**SOURCE DOCUMENT**
begin
# Statsgasm–Week Two – Regression!

# by Marshall Flores

Welcome back for Part 2 of Awards Daily’s Statsgasm – a miniseries of posts that will lead up to the unveiling of AD’s first generation of Oscar forecasting models in January. Last week in the pilot episode, I began our descent into stats mania by showing how useful it is to visualize historical data, to see past trends. Specifically, we analyzed the past 33 Best Picture winners (1980-2012) – how many nominations each received, and how many Oscars each won.

We’re going to revisit this data in order to introduce a very powerful statistical tool that allows us to estimate relationships between two (or more) variables – regression analysis.

First, let’s briefly review how nominations were distributed among the past 33 BP winners:

From this histogram, we determined that the distribution was negatively skewed, i.e. more of the data is clustered on the right. Hence, we hypothesized that BP winners tend to receive more nominations than less.

Let’s continue exploring this hypothesis by taking a look at another graph. This time, let’s take each of the 33 BP winners and graph its total nomination count against its total win count. This is called a scatter plot, which can help determine if there is a relationship between the two variables.

(Note, there is some overlap in the data, e.g. both Amadeus and Gandhi had 11 nominations and 8 wins, so I induced a small amount of “jitter” in the scatter plot so we can see each data point more clearly).

As we can see, there is a bit of spread in the data, but there does seems to be a direct/positive correlation between total nomination count and total win count, i.e. more nominations tends to lead to more wins. It’s by no means a perfectly linear relationship, but a relationship does exist to a certain extent.

Now, what if we wanted to make a formal estimate of this relationship, i.e. create a mathematical formula that spits out a guess of how many wins are expected for a BP winner, given its total number of nominations. This is where regression analysis comes into play, specifically what is known as simple linear regression.
end
**COMPLETE THE FOLLOWING**
1 - Summarize the Statsgasm post in two sentences.
2 - In the Statsgasm post, change "simple linear regression" to "ordinary least squares regression" and write out everything from "Now, what if" down to "simple linear regression." with that change.

Contour labeling entries:
begin
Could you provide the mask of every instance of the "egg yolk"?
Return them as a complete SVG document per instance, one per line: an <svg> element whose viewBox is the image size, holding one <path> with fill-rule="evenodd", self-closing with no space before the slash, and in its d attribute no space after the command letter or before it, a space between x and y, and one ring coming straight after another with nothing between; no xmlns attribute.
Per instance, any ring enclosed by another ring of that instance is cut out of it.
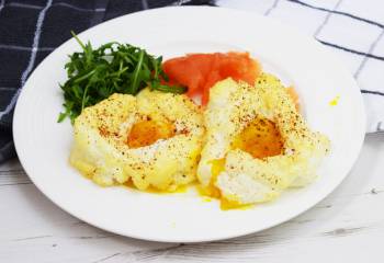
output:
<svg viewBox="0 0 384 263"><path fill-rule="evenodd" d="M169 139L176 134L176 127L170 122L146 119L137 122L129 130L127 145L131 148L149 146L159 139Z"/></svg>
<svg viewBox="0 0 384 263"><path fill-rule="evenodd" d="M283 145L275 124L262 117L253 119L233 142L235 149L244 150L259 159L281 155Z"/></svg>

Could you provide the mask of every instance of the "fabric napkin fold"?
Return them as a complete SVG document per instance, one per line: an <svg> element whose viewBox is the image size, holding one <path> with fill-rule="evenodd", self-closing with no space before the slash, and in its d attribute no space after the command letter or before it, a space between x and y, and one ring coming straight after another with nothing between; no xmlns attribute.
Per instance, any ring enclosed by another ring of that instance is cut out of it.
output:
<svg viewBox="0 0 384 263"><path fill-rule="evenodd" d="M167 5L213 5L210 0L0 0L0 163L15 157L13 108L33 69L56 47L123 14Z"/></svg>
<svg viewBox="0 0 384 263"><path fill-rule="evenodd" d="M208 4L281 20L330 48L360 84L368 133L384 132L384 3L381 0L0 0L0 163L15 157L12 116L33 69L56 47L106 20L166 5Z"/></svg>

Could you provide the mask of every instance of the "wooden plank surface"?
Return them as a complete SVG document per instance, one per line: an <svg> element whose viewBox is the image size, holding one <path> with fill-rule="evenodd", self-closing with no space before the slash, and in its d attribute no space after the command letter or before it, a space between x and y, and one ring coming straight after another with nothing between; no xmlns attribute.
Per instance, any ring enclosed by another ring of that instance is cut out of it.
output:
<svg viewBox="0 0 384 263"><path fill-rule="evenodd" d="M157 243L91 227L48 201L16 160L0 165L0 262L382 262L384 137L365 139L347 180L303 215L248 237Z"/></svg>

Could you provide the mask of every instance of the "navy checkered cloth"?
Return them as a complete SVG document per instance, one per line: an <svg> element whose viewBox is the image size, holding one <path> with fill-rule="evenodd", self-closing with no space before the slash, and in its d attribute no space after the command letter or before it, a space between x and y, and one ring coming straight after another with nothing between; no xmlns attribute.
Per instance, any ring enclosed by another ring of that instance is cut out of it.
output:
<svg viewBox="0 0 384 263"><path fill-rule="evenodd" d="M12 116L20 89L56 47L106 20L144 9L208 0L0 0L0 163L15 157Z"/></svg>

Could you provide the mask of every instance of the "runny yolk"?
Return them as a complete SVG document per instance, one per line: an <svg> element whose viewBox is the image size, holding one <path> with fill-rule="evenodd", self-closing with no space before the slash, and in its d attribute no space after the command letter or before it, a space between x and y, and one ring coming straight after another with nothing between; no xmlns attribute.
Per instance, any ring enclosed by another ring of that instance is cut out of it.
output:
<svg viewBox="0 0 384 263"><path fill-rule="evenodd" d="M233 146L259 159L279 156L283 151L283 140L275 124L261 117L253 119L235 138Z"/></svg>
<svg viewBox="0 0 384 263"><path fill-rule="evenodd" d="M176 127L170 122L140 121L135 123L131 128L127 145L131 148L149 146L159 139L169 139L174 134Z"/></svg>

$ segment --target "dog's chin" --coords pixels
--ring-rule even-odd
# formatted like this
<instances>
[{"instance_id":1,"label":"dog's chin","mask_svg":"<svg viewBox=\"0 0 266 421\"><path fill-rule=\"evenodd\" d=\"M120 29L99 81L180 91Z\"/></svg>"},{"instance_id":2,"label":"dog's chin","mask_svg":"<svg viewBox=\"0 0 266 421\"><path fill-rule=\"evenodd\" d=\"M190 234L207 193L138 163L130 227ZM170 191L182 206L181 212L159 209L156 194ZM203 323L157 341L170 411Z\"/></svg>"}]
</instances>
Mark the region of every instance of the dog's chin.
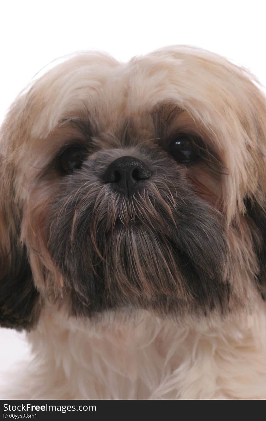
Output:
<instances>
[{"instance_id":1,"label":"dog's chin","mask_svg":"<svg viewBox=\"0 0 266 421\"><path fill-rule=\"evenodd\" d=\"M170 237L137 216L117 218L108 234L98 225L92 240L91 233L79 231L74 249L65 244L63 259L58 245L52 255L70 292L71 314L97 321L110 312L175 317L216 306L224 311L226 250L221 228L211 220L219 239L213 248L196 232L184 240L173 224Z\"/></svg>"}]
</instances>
end
begin
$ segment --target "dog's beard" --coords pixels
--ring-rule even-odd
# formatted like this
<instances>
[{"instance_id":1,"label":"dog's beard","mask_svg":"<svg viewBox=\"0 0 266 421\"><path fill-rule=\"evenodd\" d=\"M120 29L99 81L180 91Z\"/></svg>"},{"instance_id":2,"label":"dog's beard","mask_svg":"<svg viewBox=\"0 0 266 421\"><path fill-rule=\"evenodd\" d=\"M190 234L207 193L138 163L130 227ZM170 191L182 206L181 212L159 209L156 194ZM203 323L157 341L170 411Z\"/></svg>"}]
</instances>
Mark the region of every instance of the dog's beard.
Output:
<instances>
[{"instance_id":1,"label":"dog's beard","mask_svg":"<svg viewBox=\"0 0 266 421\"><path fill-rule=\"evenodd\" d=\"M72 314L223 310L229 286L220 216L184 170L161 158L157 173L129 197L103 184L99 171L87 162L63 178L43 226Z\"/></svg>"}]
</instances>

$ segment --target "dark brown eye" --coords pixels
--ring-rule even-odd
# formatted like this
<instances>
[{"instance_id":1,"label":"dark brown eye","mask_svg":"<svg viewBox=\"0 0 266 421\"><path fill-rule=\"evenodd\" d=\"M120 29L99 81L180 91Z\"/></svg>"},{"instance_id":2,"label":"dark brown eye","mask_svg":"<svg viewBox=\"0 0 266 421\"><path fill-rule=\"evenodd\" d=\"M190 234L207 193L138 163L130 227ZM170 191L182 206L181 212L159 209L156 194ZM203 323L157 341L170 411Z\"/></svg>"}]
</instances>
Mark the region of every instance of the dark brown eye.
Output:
end
**SOLUTIONS TO EACH TASK**
1 - This second part of Awards Daily's Statsgasm series revisits data on the 33 Best Picture winners from 1980 to 2012 to introduce regression analysis, a tool for estimating relationships between variables. A scatter plot of each winner's nomination count against its win count shows a positive, though not perfectly linear, correlation, and simple linear regression is presented as the way to formally estimate expected wins from nominations.

2 -
Now, what if we wanted to make a formal estimate of this relationship, i.e. create a mathematical formula that spits out a guess of how many wins are expected for a BP winner, given its total number of nominations. This is where regression analysis comes into play, specifically what is known as ordinary least squares regression.